*** EXERCISE INPUTS ***

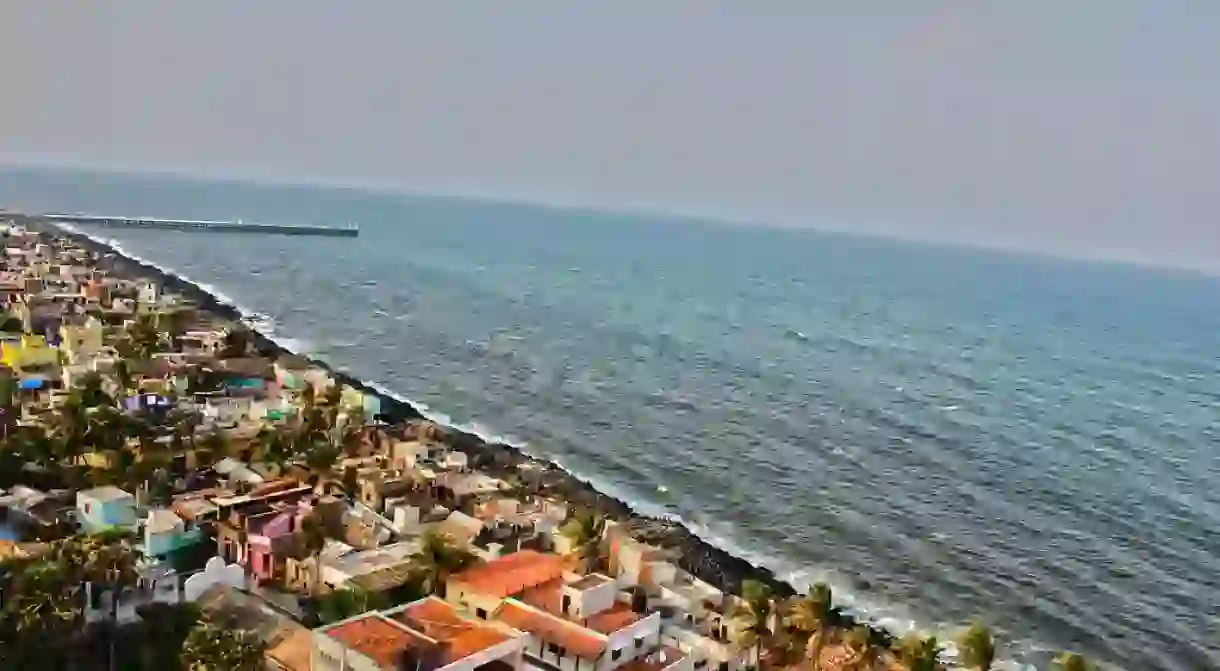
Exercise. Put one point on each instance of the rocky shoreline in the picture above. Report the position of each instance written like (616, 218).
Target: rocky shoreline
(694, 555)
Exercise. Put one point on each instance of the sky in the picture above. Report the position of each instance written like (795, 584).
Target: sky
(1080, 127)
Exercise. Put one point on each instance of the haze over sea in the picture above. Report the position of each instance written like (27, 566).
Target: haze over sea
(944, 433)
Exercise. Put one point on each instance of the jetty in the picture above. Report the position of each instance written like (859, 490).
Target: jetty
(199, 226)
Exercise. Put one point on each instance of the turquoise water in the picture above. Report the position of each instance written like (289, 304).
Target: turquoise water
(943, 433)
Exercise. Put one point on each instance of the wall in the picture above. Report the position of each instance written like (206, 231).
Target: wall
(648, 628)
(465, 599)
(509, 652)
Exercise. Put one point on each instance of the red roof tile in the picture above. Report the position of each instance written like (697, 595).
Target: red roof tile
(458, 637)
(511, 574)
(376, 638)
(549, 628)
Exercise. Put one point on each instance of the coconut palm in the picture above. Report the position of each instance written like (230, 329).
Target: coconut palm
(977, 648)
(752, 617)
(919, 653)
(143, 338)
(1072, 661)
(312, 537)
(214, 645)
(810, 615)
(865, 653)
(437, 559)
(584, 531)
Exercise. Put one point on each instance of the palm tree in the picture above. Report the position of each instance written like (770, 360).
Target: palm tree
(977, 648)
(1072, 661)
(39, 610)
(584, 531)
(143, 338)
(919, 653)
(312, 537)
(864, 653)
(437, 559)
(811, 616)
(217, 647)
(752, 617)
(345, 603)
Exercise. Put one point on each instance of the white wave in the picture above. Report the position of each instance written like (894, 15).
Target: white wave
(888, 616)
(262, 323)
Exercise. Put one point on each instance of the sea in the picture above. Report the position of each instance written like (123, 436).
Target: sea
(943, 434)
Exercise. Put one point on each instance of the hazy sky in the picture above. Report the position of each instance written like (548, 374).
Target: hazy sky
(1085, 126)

***

#### [TASK STATEMENT]
Transcribe the records verbatim and omit the images.

#### [EXERCISE OUTPUT]
Exercise. Put one point on each instance of the rocky shoreline in the picture above. Report the position of each instance written like (616, 218).
Target: rocky shoreline
(694, 555)
Exercise. Put one point on each instance of the sky in the picture above. Report the position of each instance written like (795, 584).
Target: sky
(1080, 127)
Exercise. Put one point on each instance of the haze over sea in the picture above. Report the position of each instance written like (27, 566).
Target: haze over sea
(944, 433)
Exercise. Put one point on each instance of the jetty in the picture above. Report the position of each instance written like (859, 490).
Target: jetty
(199, 226)
Exercise. Put one point on each instance of the turquoise water in the picture above. Report the position of each instance written like (289, 304).
Target: turquoise water
(943, 433)
Exercise. Put one point on each instance of the wall in the picture above. Report the position of each instance written like (206, 231).
Target: wall
(648, 628)
(465, 599)
(509, 652)
Exercise. Put one point on each instance of the red roof tile in the picture above. Report the position of each instance written like (697, 595).
Target: red roof tile
(458, 637)
(511, 574)
(376, 638)
(549, 628)
Exercise. Put one point on each instance of the coconut palm in the picture above. Report the position of each instance written like (230, 329).
Target: coconut palm
(977, 648)
(752, 617)
(919, 653)
(143, 338)
(1072, 661)
(312, 537)
(214, 645)
(810, 615)
(865, 653)
(437, 559)
(584, 531)
Exercise. Put one point on each instance of the palm tree in the picture above. Report the position of each instance written like (770, 360).
Target: palm tree
(977, 648)
(1072, 661)
(39, 610)
(584, 531)
(143, 338)
(919, 653)
(312, 537)
(864, 653)
(437, 559)
(811, 616)
(217, 647)
(752, 617)
(345, 603)
Exercise. Put one point on each instance of the white wave in the picture above. Report the position of each instance written like (894, 15).
Target: white wave
(888, 616)
(262, 323)
Exercise. Put one point on each instance of the sea in the picture above. Report the position of each instance written like (123, 436).
Target: sea
(943, 434)
Exercise. Put one point on each instance of the hazy sky in the picture above. Report the position of each instance written like (548, 374).
Target: hazy sky
(1085, 126)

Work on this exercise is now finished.